TEXTAUSZUG =
++++++

Archiv für den Autor: Anja Krystyn

ES REICHT!

Den meisten von uns reicht es schon lange. Die Maske ist zum Symbol der Unfreiheit geworden. In unserer demokratischen Gesellschaft müssen wir uns diktieren lassen, ob wir ins Kaffehaus dürfen, ins Fitnessstudio, zum Friseur. Nein, wir dürfen nicht, weil die Infektionszahlen schon wieder steigen. Das Schlimmste dabei ist, dass mir das nur scheinbar ein anderes menschliches Wesen diktiert, In Wahrheit ist es ein unsichtbares Virus, das seit Monaten die Gesundheit der Menschen terrorisiert.

++++++

INHALT DES DATENSATZES =

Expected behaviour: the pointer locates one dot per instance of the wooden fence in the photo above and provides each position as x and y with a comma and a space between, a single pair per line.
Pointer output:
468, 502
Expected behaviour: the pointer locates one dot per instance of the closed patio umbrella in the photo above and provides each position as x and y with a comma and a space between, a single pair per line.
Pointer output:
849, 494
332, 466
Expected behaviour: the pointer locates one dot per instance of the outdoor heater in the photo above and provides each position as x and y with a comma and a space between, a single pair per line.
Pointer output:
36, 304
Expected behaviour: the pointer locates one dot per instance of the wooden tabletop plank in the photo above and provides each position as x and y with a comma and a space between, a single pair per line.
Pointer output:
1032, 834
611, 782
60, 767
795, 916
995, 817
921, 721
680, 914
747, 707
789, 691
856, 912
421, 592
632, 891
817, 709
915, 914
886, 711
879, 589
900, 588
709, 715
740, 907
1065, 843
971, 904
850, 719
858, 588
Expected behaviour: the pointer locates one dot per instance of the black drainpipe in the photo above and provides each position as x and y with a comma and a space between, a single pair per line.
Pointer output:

++++++

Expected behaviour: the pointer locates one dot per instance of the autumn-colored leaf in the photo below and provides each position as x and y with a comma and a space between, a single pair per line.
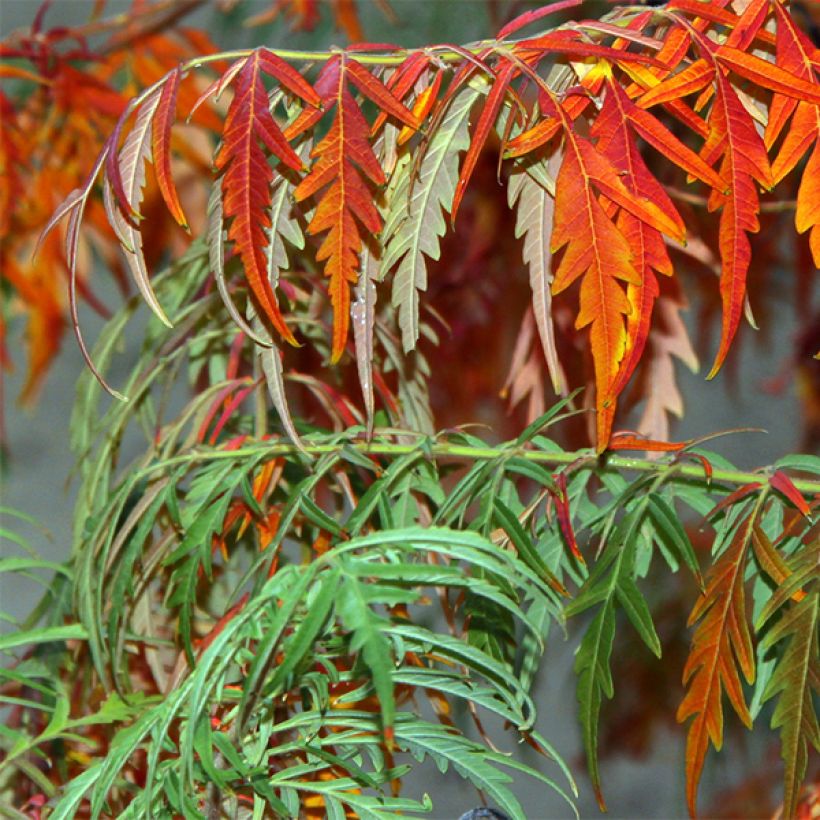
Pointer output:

++++++

AUFGABEN =
A – Beantworte zum Textauszug „ES REICHT!“ diese Fragen:
(i) Wofür ist die Maske laut Text zum Symbol geworden?
(ii) Warum dürfen wir laut Text nicht ins Fitnessstudio oder zum Friseur?
(iii) Was terrorisiert laut Text seit Monaten die Gesundheit der Menschen?
B – Führe den Text „ES REICHT!“ über Maske und Virus nach seinem letzten Satz weiter.

LÖSUNGEN =
A –
(i) Für die Unfreiheit.
(ii) Weil die Infektionszahlen schon wieder steigen.
(iii) Ein unsichtbares Virus.

B –
Zum Glück nicht von allen. Manche Gesundgebliebene halten die Maßnahmen für völlig überzogen. Da höre  ich wütende Sprüche: „Mir reicht´s! Diese Einschränkungen sind eine Frechheit, keiner wird mir befehlen, mit wem ich wann wohin gehe. Wenn die Idioten alles schließen, dann lade ich mir die Leute nach Hause ein, da dürfen sie nicht kontrollieren, da kann mir keiner was verbieten.“

Das stimmt, die Sache hat nur einen Haken: nicht die Polizei  bestimmt, ob sich jemand bei mir zuhause ansteckt, sondern  das Virus. Das Virus freut sich, wenn Menschen zusammenkommen, da kann es von einem auf den anderen springen und sich so richtig breitmachen. Die Erfahrung des letzten Jahres hat gezeigt: Je mehr Menschen zusammenkommen, umso mehr stecken sich an. Wenn mehr Menschen sich mit dem Virus anstecken, ist es wahrscheinlich, dass einer von ihnen stirbt. Diese Seuche ist gefährlich, Menschen sterben daran. Das ist keine Erfindung der Politik, das ist Tatsache.

Sollen Menschen sterben? Wer möchte verantworten, dass durch seine Party andere vom Virus angesteckt werden und einer stirbt? Ich möchte mich für so etwas nicht verantwortlich fühlen. Deswegen gibt es bei mir bis auf weiteres keine Party, und ich gehe auf keine, egal, ob jemand es verbietet.

Auch das ist Freiheit, einfach zu verzichten. Ja, es  nervt, es dauert schon zu lange, stimmt. Aber sind wir so schwach, dass wir das nicht aushalten?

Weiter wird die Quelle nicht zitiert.